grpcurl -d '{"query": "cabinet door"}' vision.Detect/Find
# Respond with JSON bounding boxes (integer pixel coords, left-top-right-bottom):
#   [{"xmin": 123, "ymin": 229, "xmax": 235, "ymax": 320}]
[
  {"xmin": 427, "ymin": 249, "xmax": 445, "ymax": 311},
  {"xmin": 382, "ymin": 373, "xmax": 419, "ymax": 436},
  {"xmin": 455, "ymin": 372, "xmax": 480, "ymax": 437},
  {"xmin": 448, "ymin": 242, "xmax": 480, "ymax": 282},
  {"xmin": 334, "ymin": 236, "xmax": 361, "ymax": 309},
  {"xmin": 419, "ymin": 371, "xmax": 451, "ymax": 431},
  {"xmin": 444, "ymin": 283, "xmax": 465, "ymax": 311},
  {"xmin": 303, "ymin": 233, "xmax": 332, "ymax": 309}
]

──────────────────────────────

Your goal.
Rescale the listing above by reproducing every line, requests included, with each bounding box coordinate in the answers multiplied by 2.25 and rounded to the nearest whole number, halves rounded up. Numbers in the requests and their format samples stay as they are.

Output for this exercise.
grpcurl -d '{"query": "cabinet door"}' vision.Detect/Find
# Respond with JSON bounding boxes (integer pixel coords, left-top-right-bottom):
#   [{"xmin": 123, "ymin": 229, "xmax": 235, "ymax": 320}]
[
  {"xmin": 961, "ymin": 560, "xmax": 1001, "ymax": 700},
  {"xmin": 860, "ymin": 839, "xmax": 943, "ymax": 981},
  {"xmin": 1024, "ymin": 837, "xmax": 1080, "ymax": 983},
  {"xmin": 1008, "ymin": 545, "xmax": 1080, "ymax": 635},
  {"xmin": 752, "ymin": 531, "xmax": 812, "ymax": 695},
  {"xmin": 943, "ymin": 835, "xmax": 1015, "ymax": 970},
  {"xmin": 999, "ymin": 637, "xmax": 1046, "ymax": 700},
  {"xmin": 682, "ymin": 524, "xmax": 747, "ymax": 695}
]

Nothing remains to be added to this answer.